**WORK TO COMPLETE**
Reproduce every line of the records below, requests included, and increase both the x and y coordinates of every point in the answers by 33.

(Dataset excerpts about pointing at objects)
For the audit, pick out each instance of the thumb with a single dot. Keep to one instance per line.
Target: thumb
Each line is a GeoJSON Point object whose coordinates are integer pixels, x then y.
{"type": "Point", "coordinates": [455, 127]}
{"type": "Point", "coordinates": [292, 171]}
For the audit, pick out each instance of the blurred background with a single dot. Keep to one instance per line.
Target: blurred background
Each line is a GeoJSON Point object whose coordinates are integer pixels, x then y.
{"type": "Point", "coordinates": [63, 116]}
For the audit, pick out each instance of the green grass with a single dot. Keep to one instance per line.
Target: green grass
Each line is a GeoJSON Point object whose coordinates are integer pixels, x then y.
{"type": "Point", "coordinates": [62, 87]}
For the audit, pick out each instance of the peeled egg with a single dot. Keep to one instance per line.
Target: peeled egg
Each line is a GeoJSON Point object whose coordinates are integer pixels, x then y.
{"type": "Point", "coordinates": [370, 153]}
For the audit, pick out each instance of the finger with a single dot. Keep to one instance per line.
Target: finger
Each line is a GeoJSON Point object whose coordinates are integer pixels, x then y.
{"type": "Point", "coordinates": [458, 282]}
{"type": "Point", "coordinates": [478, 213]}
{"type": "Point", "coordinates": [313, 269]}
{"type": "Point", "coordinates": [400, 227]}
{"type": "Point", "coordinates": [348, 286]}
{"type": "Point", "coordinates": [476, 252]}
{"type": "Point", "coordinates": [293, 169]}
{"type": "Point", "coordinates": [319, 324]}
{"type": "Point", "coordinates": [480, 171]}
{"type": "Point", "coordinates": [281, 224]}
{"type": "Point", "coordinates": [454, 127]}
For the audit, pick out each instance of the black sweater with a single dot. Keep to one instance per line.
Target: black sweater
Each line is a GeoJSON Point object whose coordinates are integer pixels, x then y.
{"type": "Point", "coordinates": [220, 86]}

**EXERCISE OUTPUT**
For the audit, pick out each instance of the thumb with a single dot. Keep to one instance per line.
Target: thumb
Each line is a GeoJSON Point object whose coordinates are integer pixels, x then y.
{"type": "Point", "coordinates": [488, 160]}
{"type": "Point", "coordinates": [325, 204]}
For the audit, pick out each instance of the blurred background with a single dot. Keep to one instance per line.
Target: blurred background
Each line is a GeoJSON Point object whose coordinates are integer pixels, x then y.
{"type": "Point", "coordinates": [96, 149]}
For the audit, pick out each instance of the green grass with a single dot. Keep to one instance per line.
Target: green grass
Each line is a GeoJSON Point object whose coordinates are integer pixels, x then y.
{"type": "Point", "coordinates": [95, 120]}
For the audit, pick out each instance of the peeled egg with a single dot. Keep to one instance per line.
Target: peeled egg
Each line is a GeoJSON Point object whose coordinates are integer pixels, x then y.
{"type": "Point", "coordinates": [403, 186]}
For the audit, pick out each instance of the finger with a single dot. Keep to one instance per line.
Target: finger
Each line is a GeoJSON Point object whose coordinates are integer pixels, x then y.
{"type": "Point", "coordinates": [491, 315]}
{"type": "Point", "coordinates": [511, 246]}
{"type": "Point", "coordinates": [346, 302]}
{"type": "Point", "coordinates": [433, 260]}
{"type": "Point", "coordinates": [381, 319]}
{"type": "Point", "coordinates": [509, 285]}
{"type": "Point", "coordinates": [326, 202]}
{"type": "Point", "coordinates": [352, 357]}
{"type": "Point", "coordinates": [513, 204]}
{"type": "Point", "coordinates": [314, 257]}
{"type": "Point", "coordinates": [487, 160]}
For the audit, pick out each instance of the black sweater with a single dot. Keep to one instance per line.
Target: black sweater
Each line is a GeoJSON Point object whose coordinates are integer pixels, x then y.
{"type": "Point", "coordinates": [253, 119]}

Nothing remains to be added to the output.